__What the exercise asks__: Please copy word for word the part of the mitochondrial toxicity passage between "Mitochondrial toxicity is related" and "into the bloodstream.", inclusive.

__Selected extract__:

--------------------

Mitochondrial toxicity is related to the inhibition of DNA polymerase-γ, an essential enzyme for the replication of mitochondrial DNA (mtDNA), by NRTIs. This is at least partly responsible for the adverse effects of NRTIs, which include lactic acidosis, hepatic steatosis, myopathy, cardiomyopathy, peripheral neuropathy, pancreatitis and possibly the lipodystrophy syndrome.6, 7, 8, 9 The clinical toxicity has been attributed to mtDNA depletion associated with mitochondrial dysfunction that affects the respiratory chain and fatty acid beta oxidation. Mitochondrial alterations induce the release of lactates into the bloodstream.

The most dramatic presentation of mitochondrial toxicity is the development of acute lactic acidosis, which is fatal in most cases.10, 11 Prolonged high blood lactate concentrations are associated with a poor prognosis.12, 13 Venous blood lactate concentrations have been used to monitor for mitochondrial damage, but the clinical value of this method remains unclear. This method is not ideal because it is not specific and because it is subject to technical and physiological variability.14, 15 Moreover, severe mitochondrial defects may coexist in one specific organ with normal lactate levels in the blood.16 The concentration of lactate in the blood may also increase as a result of decreased clearance in the liver due to the presence of steatosis rather than due to increased lactate production.17 The gold standard would be a liver or a muscle biospy to evaluate the level of mitochondrial toxicity (liver steatosis or steatohepatitis), notably in HIV/HCV (hepatitis C virus) coinfected patients. However, biopsy is not practical for routine monitoring.

--------------------

__Records shown__:
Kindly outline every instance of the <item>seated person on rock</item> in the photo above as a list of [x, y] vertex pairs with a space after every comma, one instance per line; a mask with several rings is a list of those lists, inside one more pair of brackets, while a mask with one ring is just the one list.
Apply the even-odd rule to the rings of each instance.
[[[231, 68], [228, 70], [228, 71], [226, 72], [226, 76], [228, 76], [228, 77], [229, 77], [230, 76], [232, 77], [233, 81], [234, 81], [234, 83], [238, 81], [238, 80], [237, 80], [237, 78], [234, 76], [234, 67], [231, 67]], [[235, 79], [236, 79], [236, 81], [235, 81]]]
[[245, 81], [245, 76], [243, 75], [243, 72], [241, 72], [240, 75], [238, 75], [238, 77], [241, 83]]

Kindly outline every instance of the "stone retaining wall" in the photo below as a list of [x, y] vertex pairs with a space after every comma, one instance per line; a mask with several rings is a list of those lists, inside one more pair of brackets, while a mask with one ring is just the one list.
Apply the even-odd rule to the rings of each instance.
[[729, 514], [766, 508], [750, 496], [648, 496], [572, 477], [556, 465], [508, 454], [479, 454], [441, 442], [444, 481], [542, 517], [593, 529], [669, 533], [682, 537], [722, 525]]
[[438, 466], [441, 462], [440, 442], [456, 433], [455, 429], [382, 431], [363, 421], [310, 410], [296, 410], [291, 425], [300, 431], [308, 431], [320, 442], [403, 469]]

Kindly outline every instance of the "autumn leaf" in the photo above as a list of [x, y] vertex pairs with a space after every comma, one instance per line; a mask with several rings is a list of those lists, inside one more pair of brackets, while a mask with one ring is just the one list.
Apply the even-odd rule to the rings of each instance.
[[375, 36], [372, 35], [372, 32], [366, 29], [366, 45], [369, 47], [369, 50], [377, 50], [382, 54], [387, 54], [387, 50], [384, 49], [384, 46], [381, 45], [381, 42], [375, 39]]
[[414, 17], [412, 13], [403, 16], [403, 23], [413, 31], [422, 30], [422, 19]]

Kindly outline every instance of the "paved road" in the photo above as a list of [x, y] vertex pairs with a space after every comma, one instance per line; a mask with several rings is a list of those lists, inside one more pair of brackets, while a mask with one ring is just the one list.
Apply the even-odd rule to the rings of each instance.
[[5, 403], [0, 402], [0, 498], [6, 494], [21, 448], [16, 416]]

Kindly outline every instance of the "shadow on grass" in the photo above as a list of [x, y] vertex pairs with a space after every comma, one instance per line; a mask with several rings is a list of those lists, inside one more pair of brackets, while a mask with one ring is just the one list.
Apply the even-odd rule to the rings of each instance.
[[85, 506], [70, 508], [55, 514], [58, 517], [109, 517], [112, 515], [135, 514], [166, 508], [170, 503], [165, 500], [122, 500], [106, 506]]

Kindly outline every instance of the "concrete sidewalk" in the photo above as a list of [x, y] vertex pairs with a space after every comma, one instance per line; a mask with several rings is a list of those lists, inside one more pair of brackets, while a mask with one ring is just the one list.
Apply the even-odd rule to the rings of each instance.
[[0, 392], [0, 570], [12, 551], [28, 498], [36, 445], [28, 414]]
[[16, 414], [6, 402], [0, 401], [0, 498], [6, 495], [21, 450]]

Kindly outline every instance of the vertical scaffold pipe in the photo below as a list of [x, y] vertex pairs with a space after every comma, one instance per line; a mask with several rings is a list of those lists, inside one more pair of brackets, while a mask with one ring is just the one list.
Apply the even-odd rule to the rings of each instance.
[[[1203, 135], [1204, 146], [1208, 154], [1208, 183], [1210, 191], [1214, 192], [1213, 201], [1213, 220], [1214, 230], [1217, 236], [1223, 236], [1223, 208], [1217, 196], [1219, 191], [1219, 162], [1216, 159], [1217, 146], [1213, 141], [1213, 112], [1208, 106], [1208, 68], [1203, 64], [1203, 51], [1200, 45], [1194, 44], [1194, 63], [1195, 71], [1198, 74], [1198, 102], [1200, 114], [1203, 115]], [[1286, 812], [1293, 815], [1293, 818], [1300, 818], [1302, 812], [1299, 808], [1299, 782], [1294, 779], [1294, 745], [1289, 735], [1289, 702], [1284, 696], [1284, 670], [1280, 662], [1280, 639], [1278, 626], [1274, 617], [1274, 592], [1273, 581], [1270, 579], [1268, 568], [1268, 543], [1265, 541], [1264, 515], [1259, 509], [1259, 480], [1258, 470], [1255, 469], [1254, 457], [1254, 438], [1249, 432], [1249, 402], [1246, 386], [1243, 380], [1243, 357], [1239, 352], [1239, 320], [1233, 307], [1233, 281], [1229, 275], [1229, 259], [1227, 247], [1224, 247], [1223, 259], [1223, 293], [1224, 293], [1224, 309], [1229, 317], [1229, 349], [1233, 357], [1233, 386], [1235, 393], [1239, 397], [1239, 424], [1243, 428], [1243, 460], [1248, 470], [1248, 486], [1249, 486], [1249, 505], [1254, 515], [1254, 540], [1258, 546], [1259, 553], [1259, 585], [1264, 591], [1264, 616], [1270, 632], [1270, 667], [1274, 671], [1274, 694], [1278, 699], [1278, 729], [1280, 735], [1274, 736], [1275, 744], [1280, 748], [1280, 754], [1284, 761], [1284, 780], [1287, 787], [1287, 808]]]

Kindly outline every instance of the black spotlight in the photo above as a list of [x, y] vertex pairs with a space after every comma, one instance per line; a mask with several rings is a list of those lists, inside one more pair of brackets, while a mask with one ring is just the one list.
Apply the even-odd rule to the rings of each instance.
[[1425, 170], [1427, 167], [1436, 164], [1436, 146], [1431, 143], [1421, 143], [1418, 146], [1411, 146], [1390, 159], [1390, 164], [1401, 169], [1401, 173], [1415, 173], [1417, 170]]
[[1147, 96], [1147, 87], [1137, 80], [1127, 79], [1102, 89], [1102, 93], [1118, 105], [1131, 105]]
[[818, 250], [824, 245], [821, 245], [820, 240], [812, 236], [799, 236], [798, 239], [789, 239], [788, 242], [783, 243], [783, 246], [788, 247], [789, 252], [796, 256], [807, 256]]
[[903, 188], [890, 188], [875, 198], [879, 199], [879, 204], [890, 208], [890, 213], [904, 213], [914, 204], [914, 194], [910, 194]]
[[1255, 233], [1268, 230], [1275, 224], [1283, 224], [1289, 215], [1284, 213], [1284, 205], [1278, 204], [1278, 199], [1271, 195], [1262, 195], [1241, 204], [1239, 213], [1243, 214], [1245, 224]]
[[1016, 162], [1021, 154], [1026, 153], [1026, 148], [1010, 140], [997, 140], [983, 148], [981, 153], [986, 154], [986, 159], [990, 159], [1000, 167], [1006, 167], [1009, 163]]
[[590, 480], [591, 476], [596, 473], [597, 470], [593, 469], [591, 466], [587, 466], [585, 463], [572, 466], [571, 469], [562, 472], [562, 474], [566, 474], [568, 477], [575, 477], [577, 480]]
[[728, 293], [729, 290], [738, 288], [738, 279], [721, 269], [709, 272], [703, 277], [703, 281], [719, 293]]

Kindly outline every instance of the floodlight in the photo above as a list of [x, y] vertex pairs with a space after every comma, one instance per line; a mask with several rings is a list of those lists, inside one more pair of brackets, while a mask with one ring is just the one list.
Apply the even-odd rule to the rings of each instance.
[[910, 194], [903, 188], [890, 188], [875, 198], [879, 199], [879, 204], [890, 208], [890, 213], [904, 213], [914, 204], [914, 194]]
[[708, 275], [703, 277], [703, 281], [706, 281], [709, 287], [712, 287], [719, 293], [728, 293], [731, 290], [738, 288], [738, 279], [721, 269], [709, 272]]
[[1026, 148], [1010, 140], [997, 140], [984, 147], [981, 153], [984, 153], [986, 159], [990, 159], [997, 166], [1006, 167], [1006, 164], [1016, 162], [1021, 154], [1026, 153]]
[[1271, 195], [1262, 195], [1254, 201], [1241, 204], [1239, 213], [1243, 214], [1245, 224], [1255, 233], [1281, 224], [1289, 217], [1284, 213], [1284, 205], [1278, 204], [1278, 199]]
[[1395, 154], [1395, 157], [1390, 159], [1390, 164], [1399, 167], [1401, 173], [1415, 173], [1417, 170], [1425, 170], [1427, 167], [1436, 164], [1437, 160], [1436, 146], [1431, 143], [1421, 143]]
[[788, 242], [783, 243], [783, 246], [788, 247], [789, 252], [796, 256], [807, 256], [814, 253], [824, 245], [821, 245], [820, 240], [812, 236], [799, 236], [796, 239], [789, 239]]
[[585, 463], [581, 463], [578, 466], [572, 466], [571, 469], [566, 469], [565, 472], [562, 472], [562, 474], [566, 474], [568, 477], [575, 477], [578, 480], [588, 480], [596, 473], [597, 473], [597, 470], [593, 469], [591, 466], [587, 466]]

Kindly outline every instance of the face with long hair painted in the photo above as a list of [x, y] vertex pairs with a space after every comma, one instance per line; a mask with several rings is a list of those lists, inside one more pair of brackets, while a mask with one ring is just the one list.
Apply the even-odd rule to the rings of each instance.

--------------------

__Result below__:
Mitochondrial toxicity is related to the inhibition of DNA polymerase-γ, an essential enzyme for the replication of mitochondrial DNA (mtDNA), by NRTIs. This is at least partly responsible for the adverse effects of NRTIs, which include lactic acidosis, hepatic steatosis, myopathy, cardiomyopathy, peripheral neuropathy, pancreatitis and possibly the lipodystrophy syndrome.6, 7, 8, 9 The clinical toxicity has been attributed to mtDNA depletion associated with mitochondrial dysfunction that affects the respiratory chain and fatty acid beta oxidation. Mitochondrial alterations induce the release of lactates into the bloodstream.